**I tuoi compiti**.
1. Rispondi alle domande sul brano su santa Elisabetta:
(a) A quanti anni sposò Luigi IV?
(b) Quanti figli ebbe da lui?
(c) In che giorno morì?
2. Per favore, cita dal brano su santa Elisabetta il passo che comincia con "Consacrò la sua" e prosegue fino a "caritatevoli, dei Fornai.".
3. Secondo il brano su santa Elisabetta, perché lei fece costruire un ospedale vicino al castello? Rispondi in una o due frasi.

**Brano**.
⟨

SANTA ELISABETTA (Regina) d' UNGHERIA

 

Germania, 1231

Elisabetta nacque in Ungheria il 1207 , a Marburg, , sposò a quattordici anni Luigi IV, Langravio di Turingia che aveva 20 anni, ed ebbe da lui tre figli.

Era tanto umile e caritatevole che fece costruire vicino al castello dove viveva con il Re suo sposo, un ospedale per il ricovero dei lebbrosi che lei visitava e curava personalmente ogni giorno.

Dopo la morte del marito avvenuta in una Crociata, fu estromessa dalla corte dalle sue cognate e fu cacciata dal castello, ma S. Elisabetta non si perse d'animo è continuò nelle sue pratiche caritatevoli.

Consacrò la sua vita con l'iscrizione al Terz'ordine Francescano, al quale dedicò l'ospedale di Marburg,.

Morì il 17 novembre 1231, giovanissima, a soli 24 anni.

E' Patrona dell' Ordine Francescano Secolare, degli Infermieri, delle Società caritatevoli, dei Fornai.

⟩

**Materiale di partenza**.

⟨

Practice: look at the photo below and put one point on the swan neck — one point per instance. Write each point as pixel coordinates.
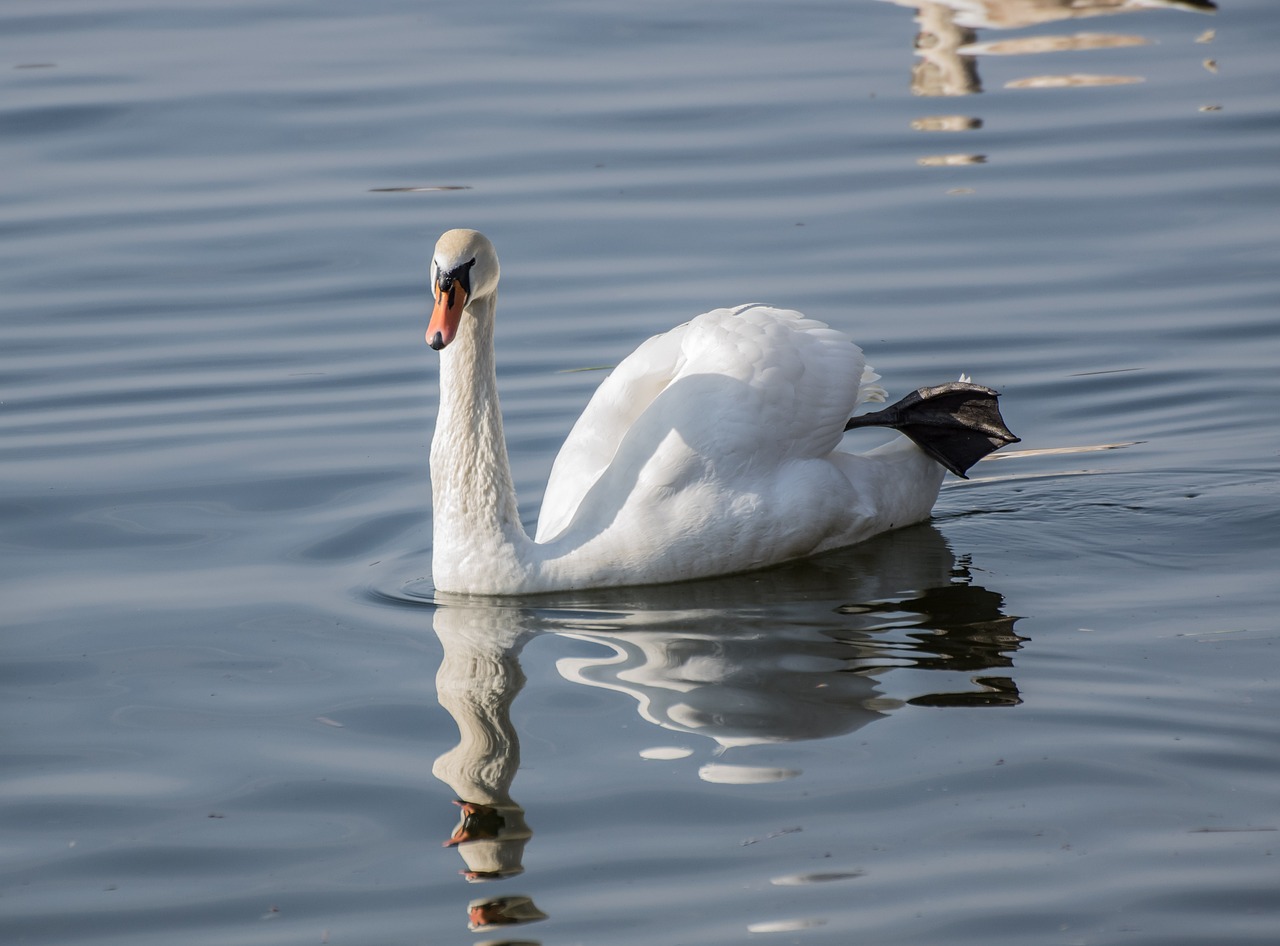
(479, 544)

⟩

**Risposte**.
1.
(a) A quattordici anni.
(b) Tre figli.
(c) Il 17 novembre 1231.

2.
Consacrò la sua vita con l'iscrizione al Terz'ordine Francescano, al quale dedicò l'ospedale di Marburg,.

Morì il 17 novembre 1231, giovanissima, a soli 24 anni.

E' Patrona dell' Ordine Francescano Secolare, degli Infermieri, delle Società caritatevoli, dei Fornai.

3. Lo fece costruire perché era tanto umile e caritatevole. L'ospedale serviva al ricovero dei lebbrosi, che lei visitava e curava personalmente ogni giorno.